-- QUOTED PASSAGE start --
Conclusion: Since p = 7^{-4} < 0.05, we reject the null hypothesis and conclude that there is statistically significant evidence of interaction between age and exercise. The negative interaction coefficient (-0.0553) means that each additional year of age is associated with 0.0553 fewer additional unhealthy days among exercisers compared to non-exercisers. Put differently, exercise attenuates the positive association between age and physically unhealthy days — the age-related burden accumulates more slowly for those who remain physically active.

3d. Interaction between age and education, with partial F-test (5 pts)

# Fit interaction model: age * education
mod_age_edu      <- lm(physhlth_days ~ age * education, data = brfss_ci)
# Fit additive model (no interaction) for comparison
mod_age_edu_add  <- lm(physhlth_days ~ age + education,  data = brfss_ci)

# Show the full interaction model coefficients
tidy(mod_age_edu, conf.int = TRUE) |>
  mutate(across(where(is.numeric), \(x) round(x, 4))) |>
  kable(
    caption = "Table 3d: Interaction Model: Age × Education → Physical Health Days",
    col.names = c("Term", "Estimate", "SE", "t", "p-value", "CI Lower", "CI Upper")
  ) |>
  kable_styling(bootstrap_options = c("striped", "hover"), full_width = FALSE)
-- QUOTED PASSAGE end --
-- DATA ROWS start --
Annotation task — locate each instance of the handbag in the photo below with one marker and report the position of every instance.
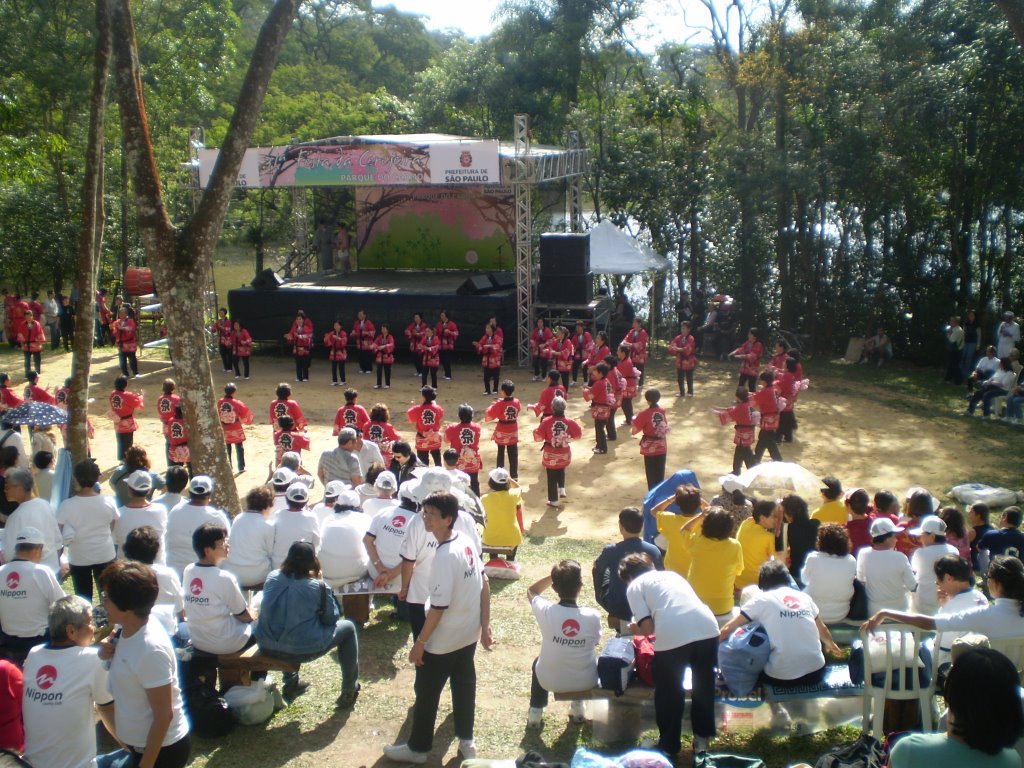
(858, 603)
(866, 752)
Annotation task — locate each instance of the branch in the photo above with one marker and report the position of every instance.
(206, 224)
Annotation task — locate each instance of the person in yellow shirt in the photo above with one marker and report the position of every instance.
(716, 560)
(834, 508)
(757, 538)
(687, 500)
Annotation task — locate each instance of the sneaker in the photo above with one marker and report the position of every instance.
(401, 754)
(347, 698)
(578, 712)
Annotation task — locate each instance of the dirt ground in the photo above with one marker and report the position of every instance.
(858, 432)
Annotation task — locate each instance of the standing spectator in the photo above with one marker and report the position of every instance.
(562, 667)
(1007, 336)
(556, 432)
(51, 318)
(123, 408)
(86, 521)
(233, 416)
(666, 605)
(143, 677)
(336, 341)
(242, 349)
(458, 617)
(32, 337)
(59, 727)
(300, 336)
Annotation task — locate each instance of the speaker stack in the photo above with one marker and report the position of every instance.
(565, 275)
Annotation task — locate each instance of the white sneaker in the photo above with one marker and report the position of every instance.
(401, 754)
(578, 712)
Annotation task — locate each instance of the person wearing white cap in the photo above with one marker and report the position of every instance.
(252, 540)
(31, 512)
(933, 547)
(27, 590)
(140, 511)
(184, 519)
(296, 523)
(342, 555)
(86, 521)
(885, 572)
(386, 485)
-- DATA ROWS end --
-- DATA ROWS start --
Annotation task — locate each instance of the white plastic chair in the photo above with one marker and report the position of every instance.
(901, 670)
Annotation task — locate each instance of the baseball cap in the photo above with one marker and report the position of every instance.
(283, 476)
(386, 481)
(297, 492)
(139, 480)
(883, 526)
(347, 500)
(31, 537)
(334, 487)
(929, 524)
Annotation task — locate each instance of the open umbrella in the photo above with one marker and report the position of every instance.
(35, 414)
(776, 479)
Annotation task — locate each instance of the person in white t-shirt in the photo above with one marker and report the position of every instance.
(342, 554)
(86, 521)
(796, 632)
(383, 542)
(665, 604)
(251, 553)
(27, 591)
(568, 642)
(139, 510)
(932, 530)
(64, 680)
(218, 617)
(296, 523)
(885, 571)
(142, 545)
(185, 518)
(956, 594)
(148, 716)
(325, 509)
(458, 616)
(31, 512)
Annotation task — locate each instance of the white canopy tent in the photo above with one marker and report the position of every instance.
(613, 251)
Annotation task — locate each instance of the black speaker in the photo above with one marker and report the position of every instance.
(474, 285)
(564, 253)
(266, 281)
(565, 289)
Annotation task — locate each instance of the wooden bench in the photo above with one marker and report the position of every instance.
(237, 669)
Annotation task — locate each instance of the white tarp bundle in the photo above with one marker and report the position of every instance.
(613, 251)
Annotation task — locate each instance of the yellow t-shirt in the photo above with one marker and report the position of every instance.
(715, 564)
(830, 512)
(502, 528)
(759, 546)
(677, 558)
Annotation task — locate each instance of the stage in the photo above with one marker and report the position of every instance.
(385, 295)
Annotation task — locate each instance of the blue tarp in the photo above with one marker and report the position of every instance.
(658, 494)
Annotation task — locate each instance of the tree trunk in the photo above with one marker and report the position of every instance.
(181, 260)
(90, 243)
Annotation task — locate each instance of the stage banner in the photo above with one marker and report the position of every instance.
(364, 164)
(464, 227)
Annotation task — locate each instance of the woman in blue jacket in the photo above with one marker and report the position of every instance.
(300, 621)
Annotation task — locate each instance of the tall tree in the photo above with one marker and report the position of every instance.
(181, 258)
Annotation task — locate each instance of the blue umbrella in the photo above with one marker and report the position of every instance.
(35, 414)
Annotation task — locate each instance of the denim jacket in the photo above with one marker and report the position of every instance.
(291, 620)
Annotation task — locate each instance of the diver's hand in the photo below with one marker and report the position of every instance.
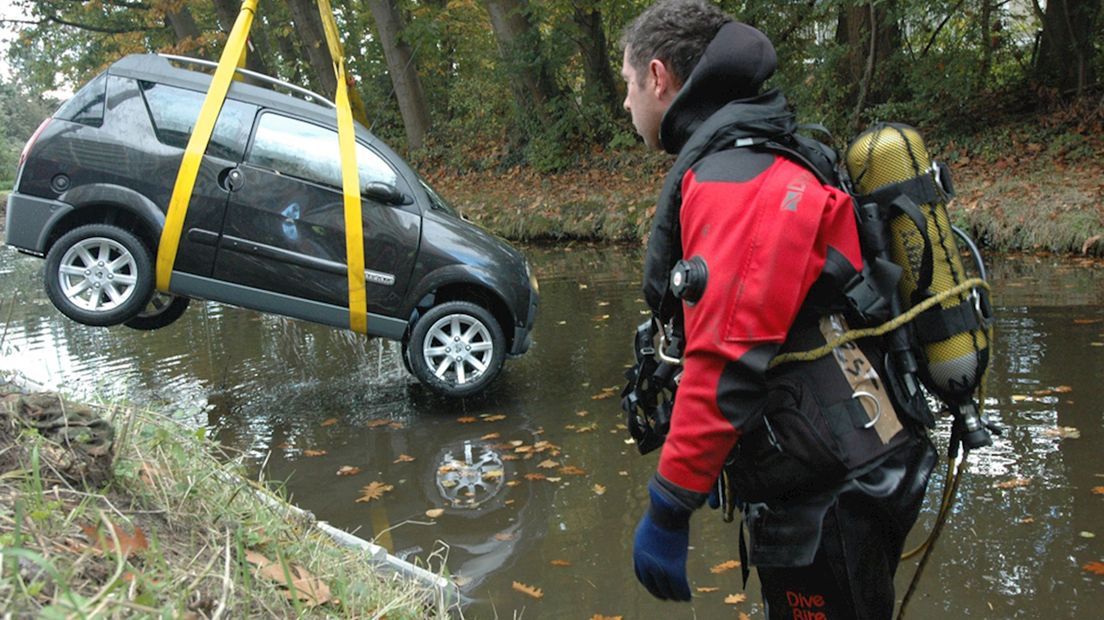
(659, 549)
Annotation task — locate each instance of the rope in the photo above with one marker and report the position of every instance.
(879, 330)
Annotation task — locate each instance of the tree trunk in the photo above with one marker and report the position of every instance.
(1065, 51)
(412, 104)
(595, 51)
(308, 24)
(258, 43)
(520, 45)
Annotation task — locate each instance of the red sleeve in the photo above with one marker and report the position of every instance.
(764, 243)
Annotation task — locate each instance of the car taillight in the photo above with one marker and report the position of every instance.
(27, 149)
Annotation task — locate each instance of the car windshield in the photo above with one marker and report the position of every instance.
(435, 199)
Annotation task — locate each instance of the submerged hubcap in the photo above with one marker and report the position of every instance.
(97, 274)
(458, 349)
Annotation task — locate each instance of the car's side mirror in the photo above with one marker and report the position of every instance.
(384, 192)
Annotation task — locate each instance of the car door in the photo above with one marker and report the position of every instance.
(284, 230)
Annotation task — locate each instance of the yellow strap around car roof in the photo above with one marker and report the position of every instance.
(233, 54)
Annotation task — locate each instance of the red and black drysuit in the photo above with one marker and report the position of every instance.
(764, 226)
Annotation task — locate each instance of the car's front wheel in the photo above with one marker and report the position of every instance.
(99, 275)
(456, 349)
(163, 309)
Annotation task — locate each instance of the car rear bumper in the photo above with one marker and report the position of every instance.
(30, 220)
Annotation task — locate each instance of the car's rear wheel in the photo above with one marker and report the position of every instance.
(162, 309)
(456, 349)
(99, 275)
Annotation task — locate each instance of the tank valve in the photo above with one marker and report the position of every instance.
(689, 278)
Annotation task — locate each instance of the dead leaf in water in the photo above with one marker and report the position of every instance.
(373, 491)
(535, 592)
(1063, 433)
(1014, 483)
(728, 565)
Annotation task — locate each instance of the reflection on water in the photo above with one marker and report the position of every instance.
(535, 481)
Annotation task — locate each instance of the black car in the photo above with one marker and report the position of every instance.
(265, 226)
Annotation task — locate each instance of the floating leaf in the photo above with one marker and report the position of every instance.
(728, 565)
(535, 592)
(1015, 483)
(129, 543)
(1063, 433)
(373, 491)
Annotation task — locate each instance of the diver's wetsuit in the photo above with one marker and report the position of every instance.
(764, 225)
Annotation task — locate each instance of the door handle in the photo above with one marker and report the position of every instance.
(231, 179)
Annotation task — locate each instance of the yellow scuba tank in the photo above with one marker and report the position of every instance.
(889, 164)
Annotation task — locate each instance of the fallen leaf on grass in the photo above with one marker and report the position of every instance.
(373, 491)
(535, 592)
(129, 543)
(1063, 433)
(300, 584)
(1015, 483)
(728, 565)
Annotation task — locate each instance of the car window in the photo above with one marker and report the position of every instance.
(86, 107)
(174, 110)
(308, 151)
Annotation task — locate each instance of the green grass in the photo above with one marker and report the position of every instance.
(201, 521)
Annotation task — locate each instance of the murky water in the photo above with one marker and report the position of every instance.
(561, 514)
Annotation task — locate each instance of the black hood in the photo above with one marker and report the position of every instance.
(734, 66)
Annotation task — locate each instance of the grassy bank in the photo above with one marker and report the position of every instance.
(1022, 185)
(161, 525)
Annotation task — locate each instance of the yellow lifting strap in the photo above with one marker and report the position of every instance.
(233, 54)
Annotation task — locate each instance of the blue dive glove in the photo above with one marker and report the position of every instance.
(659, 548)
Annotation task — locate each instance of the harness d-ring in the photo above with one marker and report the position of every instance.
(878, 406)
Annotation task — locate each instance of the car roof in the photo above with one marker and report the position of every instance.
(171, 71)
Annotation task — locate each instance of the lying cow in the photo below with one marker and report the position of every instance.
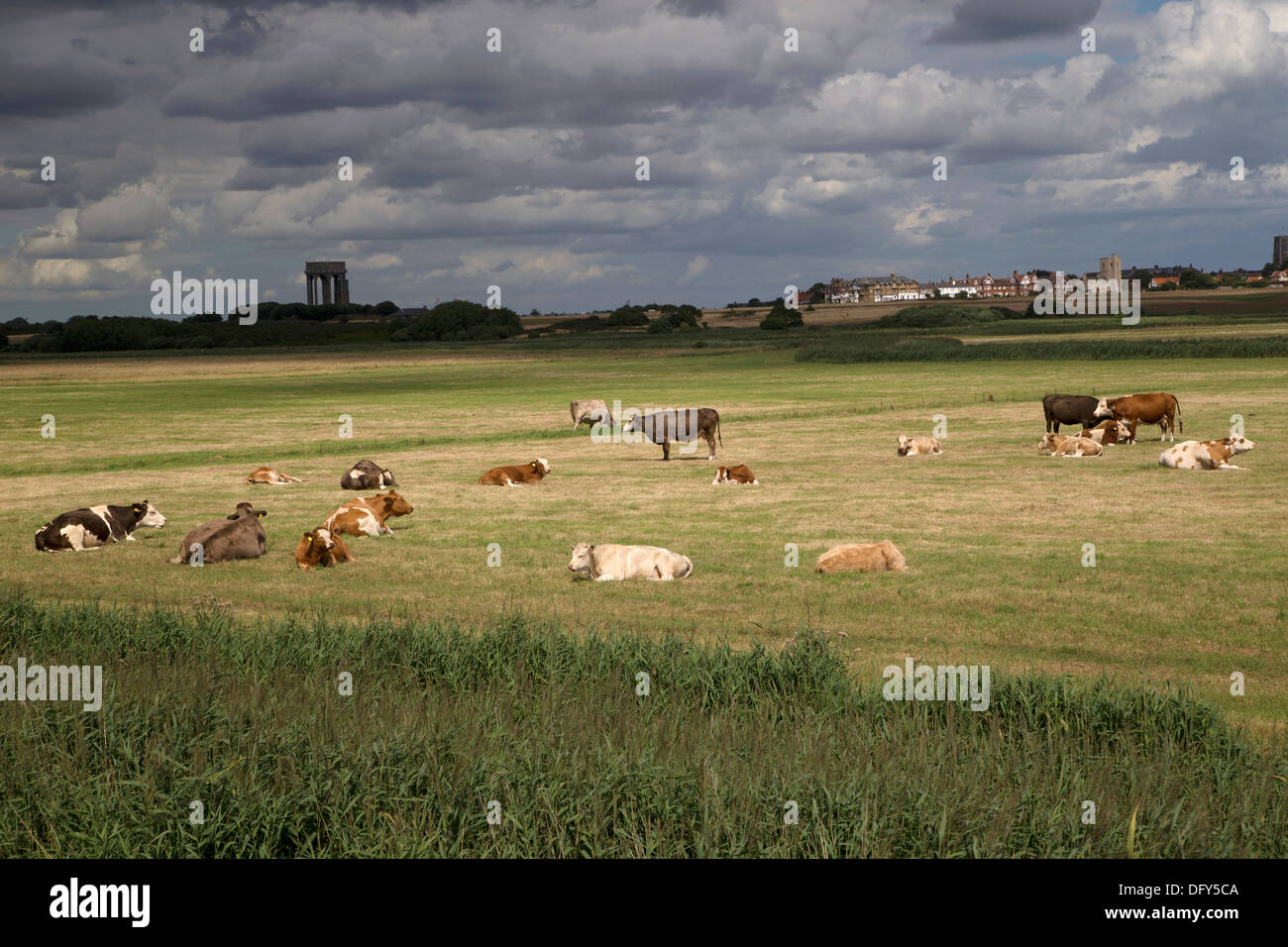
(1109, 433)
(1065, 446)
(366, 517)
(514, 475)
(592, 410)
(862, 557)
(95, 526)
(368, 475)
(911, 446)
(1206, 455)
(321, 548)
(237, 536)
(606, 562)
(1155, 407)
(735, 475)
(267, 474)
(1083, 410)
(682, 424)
-- DATA ROWS end --
### WHAT IS BEING ASKED
Can you return the part of the regression analysis text between "# Fit additive" and "full_width = FALSE)", inclusive, copied word for word?

### ANSWER BELOW
# Fit additive model (no interaction) for comparison
mod_age_edu_add  <- lm(physhlth_days ~ age + education,  data = brfss_ci)

# Show the full interaction model coefficients
tidy(mod_age_edu, conf.int = TRUE) |>
  mutate(across(where(is.numeric), \(x) round(x, 4))) |>
  kable(
    caption = "Table 3d: Interaction Model: Age × Education → Physical Health Days",
    col.names = c("Term", "Estimate", "SE", "t", "p-value", "CI Lower", "CI Upper")
  ) |>
  kable_styling(bootstrap_options = c("striped", "hover"), full_width = FALSE)